- PASSAGE PROVIDED:
= = = = =

There are a few sight gags, but it frankly works better as a melancholic
piece with a good punchline two thirds in.
They finish it off with a fight and Chaplin drawing and dying on the
painting, but it doesn't fit the story.
If I hadn't read the poem first, I'm not sure I would have
understood the film as well. I think it
was really meant to be for those who already appreciated the poem, and so
offers commentary and humor to the side of the poem, without actually tackling
the poem as a straight adaptation.
That's a great way of adapting a work to film-- not ignoring the
original work, but assuming that the audience experienced the work already, and
providing tone and humor and side stories to the heart of the work.
I'm torn about this short.
In the end, I feel positive toward it, although I think the end of the
film was unnecessary.
Although still in 1914, this is Chaplin's 27th film for
Keystone Studios, and the first where we see The Tramp as being the character
we recognize as the classic character.
The first we see as a full-fledged character at all, sympathetic,
clumsy, well-intentioned, at times pathetic, at times heroic. Even so, the film is at times comedic and at
times dramatic, with the action being played for laughs and thrills, sometimes
at the same time. We can see the mixed emotions and sympathy for a sorry plight
we will often find in Chaplin-directed films.
The Tramp gets a job as a janitor in a tall office building,
which he finds himself completely incapable at.
While washing windows, he drops a bucket on the head of the owner, which
gets him fired. In another office, an
important employee of the office is threatened with gambling debts, and he
decides to take a desperate action.
This was a pleasure to watch, an almost perfect gem of a
film, which could easily be remade into a longer film. And it was, another longer Chaplin short, The
Bank. Jess Dandy played the boss well
(reminding me of a later Lionel Barrymore).

= = = = =

- EXTRACTED ENTRIES:
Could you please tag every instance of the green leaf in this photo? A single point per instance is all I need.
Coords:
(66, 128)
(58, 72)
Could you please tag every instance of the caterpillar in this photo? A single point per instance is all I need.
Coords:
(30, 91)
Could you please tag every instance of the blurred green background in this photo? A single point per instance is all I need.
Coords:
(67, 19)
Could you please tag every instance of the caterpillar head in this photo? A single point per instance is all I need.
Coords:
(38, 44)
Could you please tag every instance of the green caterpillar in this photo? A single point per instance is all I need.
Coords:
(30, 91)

= = = = =

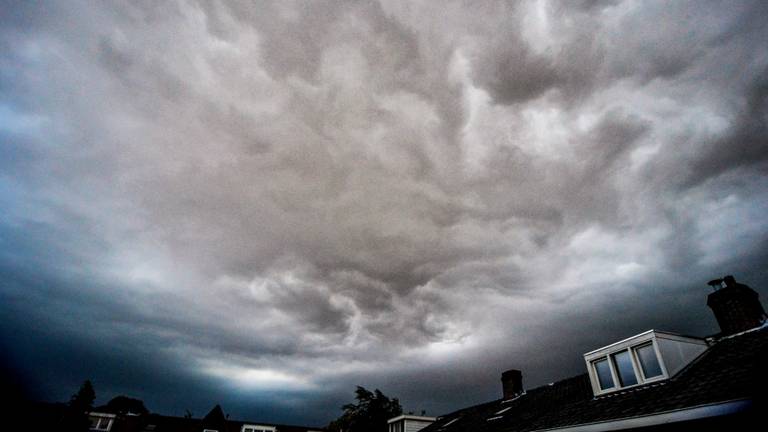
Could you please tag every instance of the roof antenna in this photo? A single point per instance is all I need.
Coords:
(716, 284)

= = = = =

- SET TASKS:
**1.** According to the Chaplin commentary, what job does The Tramp take in the tall office building?
**2.** Output the stretch of the Chaplin commentary from "If I hadn't" through "about this short.".
**3.** Write the next part of the Chaplin commentary, picking up after its final sentence.
The material presented above is separate from the Chaplin commentary and unrelated to it.

- ANSWERS PROVIDED:
**1.** He takes a job as a janitor.

**2.**
If I hadn't read the poem first, I'm not sure I would have
understood the film as well. I think it
was really meant to be for those who already appreciated the poem, and so
offers commentary and humor to the side of the poem, without actually tackling
the poem as a straight adaptation.
That's a great way of adapting a work to film-- not ignoring the
original work, but assuming that the audience experienced the work already, and
providing tone and humor and side stories to the heart of the work.
I'm torn about this short.

**3.**
Here, the first time the Tramp was filmed, we have a complex
short, in perfectly timed comedy, with Mabel Normand as the star. Mabel Normand had a series of films that she starred in and sometimes directed. The films are of mixed quality, but they were among a number of films directed and presented from a woman's perspective, along with films by Alice Guy-Blache and Lois Weber.
The Tramp is drinking himself silly in the lobby of a hotel,
where he pays his rent for a chair which he keeps falling out of, driving other
customers away with his presence (and we assume, his smell). Mabel happily passes through with her dog and
goes upstairs to play with her pet.
Soon, she is locked out of her room in her bedclothes with a lecherous
Tramp after her and her boyfriend to visit and a couple across the hall to
further her embarrassment.
I am disappointed to see the Tramp in such an unsympathetic
light, but really the star is Mabel, whom I might watch more of because she is
a perfect victim here. Although Chaplin
isn't the star, he is the cause that moves the "predicament" to such
hilarious heights, and his perfect timing along with Normand, Harry McCoy and
Alice Davenport really keeps it going.
In a modern film, we might see this comedy stretched to a half hour of a
film, but it is perfect at just over ten minutes with many laughs.
This is certainly the better introduction to the Tramp,
between this and The Kid Races, but we see that the Tramp was first imagined as
a completely unsympathetic character. We
were meant to feel superior to him, as well as of the people who blindly reject
him with prejudice. We are to see in him
the people we are irritated by, the drunk or the person who insists being in
the film. That's a good start, but of
course, I prefer the more sympathetic Tramp of later years.
Chaplin says that as he was on his way to dress the part for
the film, "I thought I would dress in baggy pants, big shoes, a cane and a
derby hat. I wanted everything to be a contradiction: the pants baggy, the coat
tight, the hat small and the shoes large. I was undecided whether to look old
or young, but remembering Sennet had expected me to be a much older man, I
added a small mustache, which I reasoned, would add age without hiding my
expression." Mark Sennet was the
producer of the film.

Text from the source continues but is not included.